= Set problem =
Copy the records again from the line containing "[spot] the alloy" up to and including the last line of the records, requests included, and multiply every point coordinate in the answers by 1.5, rounding each result to a whole number with halves rounded up. Reproduce only those lines.

*****

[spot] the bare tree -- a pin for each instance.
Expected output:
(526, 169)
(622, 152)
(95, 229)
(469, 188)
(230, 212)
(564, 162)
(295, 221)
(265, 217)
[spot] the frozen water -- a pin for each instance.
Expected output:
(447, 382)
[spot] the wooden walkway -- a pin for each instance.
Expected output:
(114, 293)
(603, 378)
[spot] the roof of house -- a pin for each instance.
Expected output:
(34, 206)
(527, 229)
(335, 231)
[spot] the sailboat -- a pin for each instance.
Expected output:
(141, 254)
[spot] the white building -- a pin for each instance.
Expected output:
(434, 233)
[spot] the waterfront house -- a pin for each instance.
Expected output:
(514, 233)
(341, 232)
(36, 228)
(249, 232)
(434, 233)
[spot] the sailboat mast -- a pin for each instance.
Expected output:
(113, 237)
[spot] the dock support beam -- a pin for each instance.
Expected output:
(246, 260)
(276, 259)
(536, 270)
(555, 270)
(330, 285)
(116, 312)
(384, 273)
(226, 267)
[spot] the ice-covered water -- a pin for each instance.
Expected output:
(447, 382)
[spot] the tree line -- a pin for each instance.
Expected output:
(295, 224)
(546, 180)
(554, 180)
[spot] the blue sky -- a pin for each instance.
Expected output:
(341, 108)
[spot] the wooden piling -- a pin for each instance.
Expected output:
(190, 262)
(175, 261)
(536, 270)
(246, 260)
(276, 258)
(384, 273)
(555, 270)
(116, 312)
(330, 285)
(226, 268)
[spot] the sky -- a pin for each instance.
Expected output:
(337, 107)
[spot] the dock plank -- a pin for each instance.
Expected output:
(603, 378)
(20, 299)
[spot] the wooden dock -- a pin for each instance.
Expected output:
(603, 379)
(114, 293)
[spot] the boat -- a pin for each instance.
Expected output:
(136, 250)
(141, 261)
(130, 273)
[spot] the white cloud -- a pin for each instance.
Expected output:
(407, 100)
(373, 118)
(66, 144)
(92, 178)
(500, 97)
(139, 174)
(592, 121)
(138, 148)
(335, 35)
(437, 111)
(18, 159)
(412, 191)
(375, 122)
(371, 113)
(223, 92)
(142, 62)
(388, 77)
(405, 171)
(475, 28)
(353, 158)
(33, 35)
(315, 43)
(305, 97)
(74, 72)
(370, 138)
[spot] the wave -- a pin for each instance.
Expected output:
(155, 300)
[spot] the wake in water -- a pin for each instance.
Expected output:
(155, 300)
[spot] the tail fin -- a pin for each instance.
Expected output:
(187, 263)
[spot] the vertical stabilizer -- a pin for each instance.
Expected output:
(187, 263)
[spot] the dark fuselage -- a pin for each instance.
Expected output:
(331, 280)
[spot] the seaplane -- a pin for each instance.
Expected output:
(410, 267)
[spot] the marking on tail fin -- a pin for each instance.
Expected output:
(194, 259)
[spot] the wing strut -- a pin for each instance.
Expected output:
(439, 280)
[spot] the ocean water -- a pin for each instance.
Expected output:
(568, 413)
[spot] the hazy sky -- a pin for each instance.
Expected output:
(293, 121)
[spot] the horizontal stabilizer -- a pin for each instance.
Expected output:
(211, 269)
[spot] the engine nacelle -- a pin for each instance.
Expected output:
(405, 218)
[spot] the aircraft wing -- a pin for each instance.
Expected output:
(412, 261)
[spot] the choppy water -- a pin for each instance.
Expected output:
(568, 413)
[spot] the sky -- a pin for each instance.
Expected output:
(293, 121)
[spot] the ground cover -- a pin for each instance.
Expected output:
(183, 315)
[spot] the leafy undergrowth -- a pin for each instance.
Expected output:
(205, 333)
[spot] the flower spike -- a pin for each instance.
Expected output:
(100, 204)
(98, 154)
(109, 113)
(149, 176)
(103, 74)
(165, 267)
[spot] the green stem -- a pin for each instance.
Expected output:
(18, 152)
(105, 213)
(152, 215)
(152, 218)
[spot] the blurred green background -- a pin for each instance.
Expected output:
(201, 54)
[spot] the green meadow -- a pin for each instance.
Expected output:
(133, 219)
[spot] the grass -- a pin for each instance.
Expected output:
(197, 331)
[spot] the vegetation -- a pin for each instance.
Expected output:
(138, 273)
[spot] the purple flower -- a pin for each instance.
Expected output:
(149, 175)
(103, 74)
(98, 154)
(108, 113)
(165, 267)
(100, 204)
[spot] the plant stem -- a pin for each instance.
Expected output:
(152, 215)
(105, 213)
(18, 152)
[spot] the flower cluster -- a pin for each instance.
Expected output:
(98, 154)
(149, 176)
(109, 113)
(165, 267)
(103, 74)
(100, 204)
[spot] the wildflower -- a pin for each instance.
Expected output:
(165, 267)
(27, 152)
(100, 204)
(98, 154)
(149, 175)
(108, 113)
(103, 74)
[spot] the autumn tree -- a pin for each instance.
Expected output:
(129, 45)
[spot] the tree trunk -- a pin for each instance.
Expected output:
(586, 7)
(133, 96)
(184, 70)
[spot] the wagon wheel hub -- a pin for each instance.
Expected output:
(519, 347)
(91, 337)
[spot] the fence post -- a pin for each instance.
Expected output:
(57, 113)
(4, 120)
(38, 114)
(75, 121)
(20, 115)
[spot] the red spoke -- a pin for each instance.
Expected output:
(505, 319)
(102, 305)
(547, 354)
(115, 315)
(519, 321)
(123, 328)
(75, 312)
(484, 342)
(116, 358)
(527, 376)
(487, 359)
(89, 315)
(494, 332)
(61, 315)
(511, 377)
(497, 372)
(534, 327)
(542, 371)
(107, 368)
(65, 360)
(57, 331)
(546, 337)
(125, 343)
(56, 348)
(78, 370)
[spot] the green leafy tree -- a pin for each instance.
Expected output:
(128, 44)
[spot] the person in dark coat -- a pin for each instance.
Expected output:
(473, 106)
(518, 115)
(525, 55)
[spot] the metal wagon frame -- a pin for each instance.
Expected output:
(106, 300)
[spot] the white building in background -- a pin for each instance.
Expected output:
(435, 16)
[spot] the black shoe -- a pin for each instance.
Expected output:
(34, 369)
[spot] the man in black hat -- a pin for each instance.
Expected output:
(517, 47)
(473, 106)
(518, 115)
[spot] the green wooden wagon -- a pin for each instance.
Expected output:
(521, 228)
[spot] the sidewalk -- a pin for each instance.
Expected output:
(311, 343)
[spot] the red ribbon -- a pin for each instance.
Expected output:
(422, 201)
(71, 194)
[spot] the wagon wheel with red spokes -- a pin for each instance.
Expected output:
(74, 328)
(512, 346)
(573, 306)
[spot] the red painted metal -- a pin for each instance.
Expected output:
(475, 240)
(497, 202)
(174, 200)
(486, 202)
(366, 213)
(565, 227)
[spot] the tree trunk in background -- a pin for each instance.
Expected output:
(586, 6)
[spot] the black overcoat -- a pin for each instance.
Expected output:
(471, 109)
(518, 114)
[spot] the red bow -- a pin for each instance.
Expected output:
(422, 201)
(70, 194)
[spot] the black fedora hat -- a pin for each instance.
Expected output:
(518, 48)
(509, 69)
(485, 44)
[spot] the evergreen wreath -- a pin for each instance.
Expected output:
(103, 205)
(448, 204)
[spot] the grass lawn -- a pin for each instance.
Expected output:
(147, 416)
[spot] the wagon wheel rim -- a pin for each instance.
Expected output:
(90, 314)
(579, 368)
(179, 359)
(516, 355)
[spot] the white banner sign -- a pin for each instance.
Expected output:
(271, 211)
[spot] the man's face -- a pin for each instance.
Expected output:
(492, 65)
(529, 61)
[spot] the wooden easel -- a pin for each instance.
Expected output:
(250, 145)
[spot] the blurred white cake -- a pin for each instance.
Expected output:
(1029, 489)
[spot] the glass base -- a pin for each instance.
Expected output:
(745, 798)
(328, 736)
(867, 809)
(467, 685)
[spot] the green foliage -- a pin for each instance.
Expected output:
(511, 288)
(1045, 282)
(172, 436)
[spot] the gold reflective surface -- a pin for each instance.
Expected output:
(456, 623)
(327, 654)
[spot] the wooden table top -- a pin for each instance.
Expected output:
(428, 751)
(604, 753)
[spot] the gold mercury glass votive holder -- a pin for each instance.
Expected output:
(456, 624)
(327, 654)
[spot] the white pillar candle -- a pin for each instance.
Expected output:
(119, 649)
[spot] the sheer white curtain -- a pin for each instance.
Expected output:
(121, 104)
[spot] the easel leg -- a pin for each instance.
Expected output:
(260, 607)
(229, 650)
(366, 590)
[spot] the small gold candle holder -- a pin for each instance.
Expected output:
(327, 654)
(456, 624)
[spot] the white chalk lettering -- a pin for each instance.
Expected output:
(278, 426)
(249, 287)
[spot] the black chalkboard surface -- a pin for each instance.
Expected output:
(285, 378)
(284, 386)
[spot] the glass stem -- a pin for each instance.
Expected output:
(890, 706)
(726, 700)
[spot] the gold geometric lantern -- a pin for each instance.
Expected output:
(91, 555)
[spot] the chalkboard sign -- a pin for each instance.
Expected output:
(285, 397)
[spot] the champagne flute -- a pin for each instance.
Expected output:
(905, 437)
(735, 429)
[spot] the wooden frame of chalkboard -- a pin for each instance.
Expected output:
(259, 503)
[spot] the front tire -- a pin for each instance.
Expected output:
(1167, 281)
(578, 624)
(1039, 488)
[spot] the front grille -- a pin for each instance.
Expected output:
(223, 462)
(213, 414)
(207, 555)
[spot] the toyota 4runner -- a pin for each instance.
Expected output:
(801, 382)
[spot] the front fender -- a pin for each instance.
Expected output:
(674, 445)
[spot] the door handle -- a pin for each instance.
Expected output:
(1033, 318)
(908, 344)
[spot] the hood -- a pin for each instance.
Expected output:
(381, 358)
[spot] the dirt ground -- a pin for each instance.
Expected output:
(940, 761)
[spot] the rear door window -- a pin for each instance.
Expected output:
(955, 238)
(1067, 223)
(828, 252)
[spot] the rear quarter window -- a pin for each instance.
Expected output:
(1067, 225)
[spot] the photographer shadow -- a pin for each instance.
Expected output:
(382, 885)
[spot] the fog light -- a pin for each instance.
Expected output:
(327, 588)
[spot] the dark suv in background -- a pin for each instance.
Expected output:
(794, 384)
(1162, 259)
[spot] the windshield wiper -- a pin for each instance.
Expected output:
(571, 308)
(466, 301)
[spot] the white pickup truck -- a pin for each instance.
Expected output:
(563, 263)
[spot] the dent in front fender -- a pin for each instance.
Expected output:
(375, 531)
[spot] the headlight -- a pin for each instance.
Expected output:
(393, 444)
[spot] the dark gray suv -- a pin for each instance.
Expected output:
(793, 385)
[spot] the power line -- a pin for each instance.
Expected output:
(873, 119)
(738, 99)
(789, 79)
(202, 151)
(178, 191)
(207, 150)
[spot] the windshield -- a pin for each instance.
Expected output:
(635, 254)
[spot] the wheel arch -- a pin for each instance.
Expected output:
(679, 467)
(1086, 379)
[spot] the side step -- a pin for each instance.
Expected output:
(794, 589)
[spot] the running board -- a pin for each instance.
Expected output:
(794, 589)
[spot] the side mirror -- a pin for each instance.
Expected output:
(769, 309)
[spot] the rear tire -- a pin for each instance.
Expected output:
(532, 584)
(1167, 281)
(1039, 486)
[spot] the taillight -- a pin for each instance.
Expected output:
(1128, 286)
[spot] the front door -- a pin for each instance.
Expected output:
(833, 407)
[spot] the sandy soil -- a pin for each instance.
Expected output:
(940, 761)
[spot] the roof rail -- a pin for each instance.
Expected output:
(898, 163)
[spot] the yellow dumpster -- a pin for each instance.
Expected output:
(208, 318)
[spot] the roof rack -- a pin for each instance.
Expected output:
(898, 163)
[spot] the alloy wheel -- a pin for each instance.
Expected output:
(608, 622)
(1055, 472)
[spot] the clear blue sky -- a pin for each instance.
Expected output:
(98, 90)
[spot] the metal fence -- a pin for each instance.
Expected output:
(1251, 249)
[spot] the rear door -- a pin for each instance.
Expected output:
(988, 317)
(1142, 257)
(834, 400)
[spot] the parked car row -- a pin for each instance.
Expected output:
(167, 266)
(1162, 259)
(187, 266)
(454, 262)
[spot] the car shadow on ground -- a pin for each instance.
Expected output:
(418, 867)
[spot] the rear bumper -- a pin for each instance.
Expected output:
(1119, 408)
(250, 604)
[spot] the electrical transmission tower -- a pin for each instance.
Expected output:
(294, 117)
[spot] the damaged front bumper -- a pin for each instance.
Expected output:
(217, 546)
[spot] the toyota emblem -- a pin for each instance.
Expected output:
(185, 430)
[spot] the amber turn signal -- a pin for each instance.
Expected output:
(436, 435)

*****

= Output for this exercise =
[spot] the alloy wheel -- a pin for each instance.
Expected output:
(912, 933)
(1583, 708)
[spot] the clear blue sky -- a pin for each instance.
Expected output:
(147, 135)
[spot] the metal fence -- a pin for each instance.
Expected output:
(1877, 374)
[spot] the rear door -- a pin for each instance.
Expected output:
(1482, 476)
(1713, 386)
(1251, 600)
[spot] the parked car row -- a pin for each instance.
Expected output:
(251, 399)
(1743, 389)
(281, 399)
(681, 393)
[spot] the car shadow on ground -- a pin for each instance.
Expected output:
(627, 1301)
[spot] the rear bumper -- a pin for each instance.
Expected output:
(1679, 612)
(375, 906)
[spot] the electrical transmission tower -- a pin for each instance.
Expected output:
(441, 176)
[spot] the damaged front bumper -- a pin for each instance.
Expected output:
(326, 819)
[spot] the toyota emblem -- a pin for each instance.
Expected output:
(278, 645)
[spot] the amber turn signal -- a pin for each instance.
Expected output:
(654, 653)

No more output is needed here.